- Task details: Report every line in the records below that contains the word "sticker", copying each such line in full.

- Input:
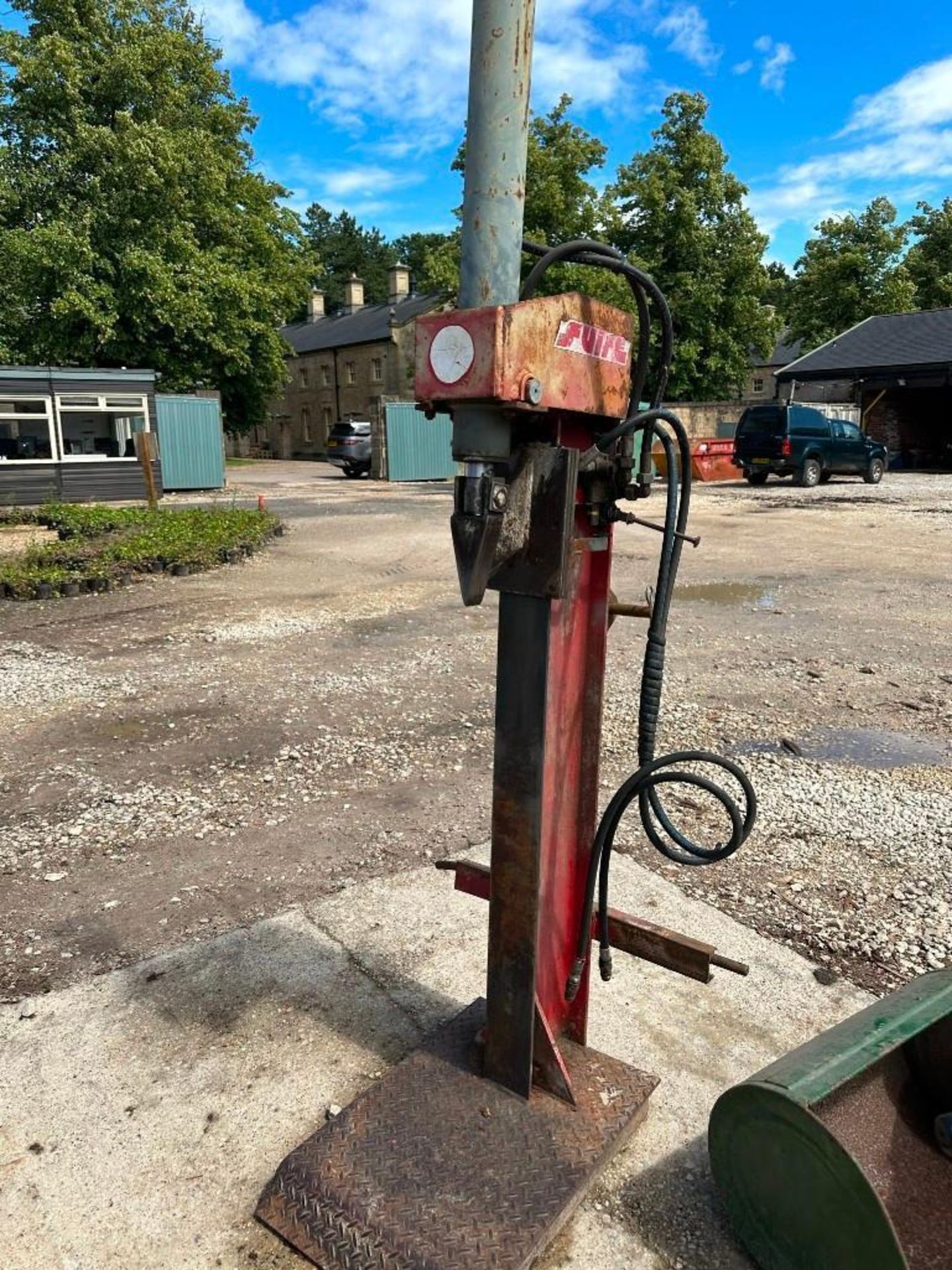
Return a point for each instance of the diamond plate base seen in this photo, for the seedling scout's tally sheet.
(437, 1169)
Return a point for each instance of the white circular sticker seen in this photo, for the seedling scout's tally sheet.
(451, 353)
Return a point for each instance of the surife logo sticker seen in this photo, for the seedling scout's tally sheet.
(578, 337)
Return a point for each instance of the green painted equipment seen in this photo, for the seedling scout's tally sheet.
(829, 1159)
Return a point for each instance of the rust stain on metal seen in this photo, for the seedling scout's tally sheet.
(434, 1169)
(549, 1070)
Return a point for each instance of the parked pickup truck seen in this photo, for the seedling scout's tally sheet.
(801, 443)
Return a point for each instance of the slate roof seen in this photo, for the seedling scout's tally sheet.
(888, 343)
(781, 353)
(365, 327)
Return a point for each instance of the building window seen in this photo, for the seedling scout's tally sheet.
(26, 429)
(100, 427)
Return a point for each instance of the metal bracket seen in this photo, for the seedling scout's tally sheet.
(532, 550)
(633, 935)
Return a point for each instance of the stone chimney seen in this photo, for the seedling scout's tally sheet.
(399, 284)
(353, 294)
(315, 305)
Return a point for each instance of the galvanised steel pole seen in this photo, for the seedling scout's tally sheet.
(496, 131)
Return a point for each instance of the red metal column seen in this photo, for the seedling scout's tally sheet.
(576, 659)
(545, 802)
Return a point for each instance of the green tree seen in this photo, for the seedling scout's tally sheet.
(414, 251)
(682, 216)
(342, 247)
(777, 288)
(132, 228)
(850, 271)
(930, 259)
(561, 204)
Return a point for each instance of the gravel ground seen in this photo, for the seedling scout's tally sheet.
(188, 755)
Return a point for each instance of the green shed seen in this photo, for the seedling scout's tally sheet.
(418, 448)
(190, 443)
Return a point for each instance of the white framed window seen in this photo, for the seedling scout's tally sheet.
(27, 432)
(91, 427)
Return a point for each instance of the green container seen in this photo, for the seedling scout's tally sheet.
(418, 448)
(190, 443)
(826, 1160)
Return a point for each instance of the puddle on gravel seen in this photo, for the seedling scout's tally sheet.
(867, 747)
(761, 595)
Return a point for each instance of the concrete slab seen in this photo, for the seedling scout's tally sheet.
(141, 1113)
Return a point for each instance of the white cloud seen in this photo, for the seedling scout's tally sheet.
(690, 36)
(906, 154)
(404, 65)
(364, 179)
(922, 98)
(777, 59)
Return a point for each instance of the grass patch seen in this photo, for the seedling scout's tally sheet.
(103, 546)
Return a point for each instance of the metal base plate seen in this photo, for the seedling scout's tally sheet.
(437, 1169)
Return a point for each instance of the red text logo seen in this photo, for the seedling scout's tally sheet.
(578, 337)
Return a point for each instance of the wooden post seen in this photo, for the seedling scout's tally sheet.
(146, 452)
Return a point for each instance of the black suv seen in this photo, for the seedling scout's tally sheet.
(349, 446)
(796, 441)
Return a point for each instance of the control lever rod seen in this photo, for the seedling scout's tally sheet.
(630, 519)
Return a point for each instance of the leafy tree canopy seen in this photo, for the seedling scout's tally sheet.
(851, 271)
(777, 288)
(414, 251)
(134, 230)
(930, 259)
(682, 216)
(340, 247)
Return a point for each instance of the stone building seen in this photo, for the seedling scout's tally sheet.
(899, 370)
(346, 365)
(762, 382)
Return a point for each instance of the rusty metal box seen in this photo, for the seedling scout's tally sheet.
(555, 352)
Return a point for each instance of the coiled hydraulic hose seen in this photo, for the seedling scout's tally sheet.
(653, 771)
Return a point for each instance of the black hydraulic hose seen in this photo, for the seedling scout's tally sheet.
(653, 771)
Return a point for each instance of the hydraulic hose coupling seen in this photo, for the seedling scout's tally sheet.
(574, 981)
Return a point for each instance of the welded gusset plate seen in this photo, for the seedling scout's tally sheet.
(437, 1169)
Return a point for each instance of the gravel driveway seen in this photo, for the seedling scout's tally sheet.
(187, 755)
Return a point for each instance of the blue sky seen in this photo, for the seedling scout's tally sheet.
(822, 106)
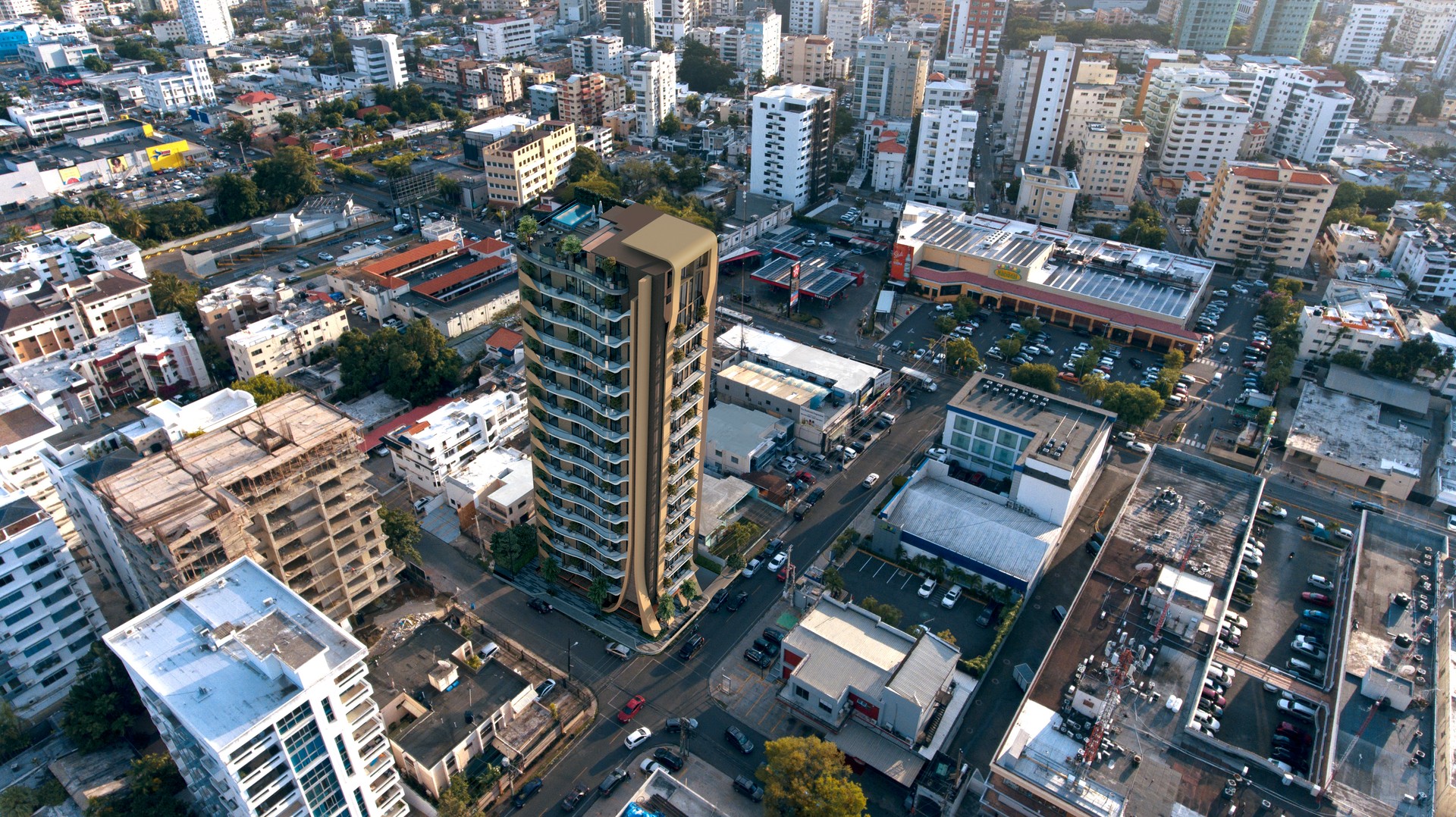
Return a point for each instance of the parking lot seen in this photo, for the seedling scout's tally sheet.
(1274, 621)
(868, 575)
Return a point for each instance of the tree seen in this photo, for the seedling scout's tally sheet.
(599, 592)
(102, 704)
(171, 295)
(1037, 374)
(400, 534)
(237, 131)
(455, 800)
(264, 388)
(287, 178)
(807, 777)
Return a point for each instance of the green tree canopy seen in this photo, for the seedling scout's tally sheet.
(264, 388)
(807, 777)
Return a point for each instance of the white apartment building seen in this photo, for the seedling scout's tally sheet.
(807, 17)
(1111, 161)
(1307, 110)
(973, 37)
(598, 55)
(381, 60)
(1034, 117)
(52, 615)
(178, 91)
(946, 93)
(506, 38)
(1204, 130)
(261, 700)
(653, 77)
(1261, 213)
(284, 343)
(946, 156)
(846, 22)
(446, 440)
(762, 42)
(890, 77)
(1365, 33)
(792, 136)
(1047, 196)
(55, 117)
(1423, 25)
(209, 22)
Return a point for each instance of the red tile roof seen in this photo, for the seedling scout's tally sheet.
(457, 276)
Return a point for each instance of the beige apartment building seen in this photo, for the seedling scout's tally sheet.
(283, 343)
(284, 485)
(1263, 213)
(810, 60)
(529, 162)
(617, 371)
(1111, 161)
(584, 98)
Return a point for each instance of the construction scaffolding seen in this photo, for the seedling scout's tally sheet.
(283, 485)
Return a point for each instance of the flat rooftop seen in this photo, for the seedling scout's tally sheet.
(1063, 431)
(1201, 504)
(268, 640)
(1329, 426)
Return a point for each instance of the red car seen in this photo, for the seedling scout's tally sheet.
(631, 709)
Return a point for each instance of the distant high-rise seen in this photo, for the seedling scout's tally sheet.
(618, 409)
(1280, 27)
(207, 22)
(792, 140)
(261, 700)
(1203, 25)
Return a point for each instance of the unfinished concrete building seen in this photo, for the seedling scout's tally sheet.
(284, 485)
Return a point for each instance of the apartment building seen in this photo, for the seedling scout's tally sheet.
(1280, 28)
(528, 162)
(582, 99)
(1264, 213)
(381, 60)
(1111, 161)
(653, 79)
(792, 139)
(1363, 34)
(286, 487)
(446, 440)
(286, 343)
(619, 453)
(55, 117)
(1423, 25)
(973, 37)
(178, 91)
(262, 701)
(1206, 129)
(762, 50)
(506, 38)
(808, 18)
(598, 53)
(946, 156)
(890, 77)
(1203, 25)
(209, 22)
(846, 22)
(810, 60)
(1047, 196)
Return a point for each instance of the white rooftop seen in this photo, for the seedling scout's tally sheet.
(268, 641)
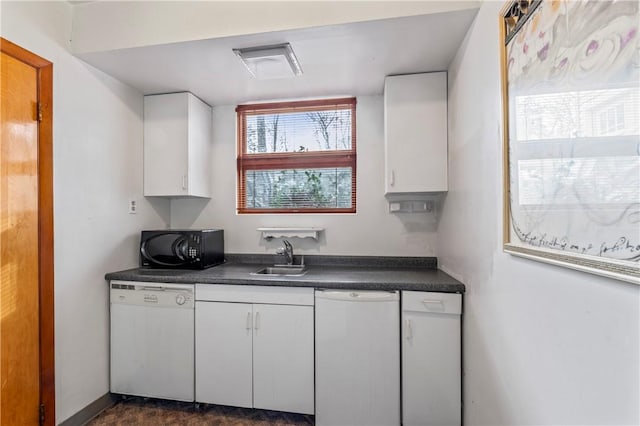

- The completed task:
Return a point for each instance of the white circular sticker seen in this photo, for the seedling scout's tally sheet.
Return a point for each instance of the surife logo sticker seen in this photo, for the seedling scout's tally sheet.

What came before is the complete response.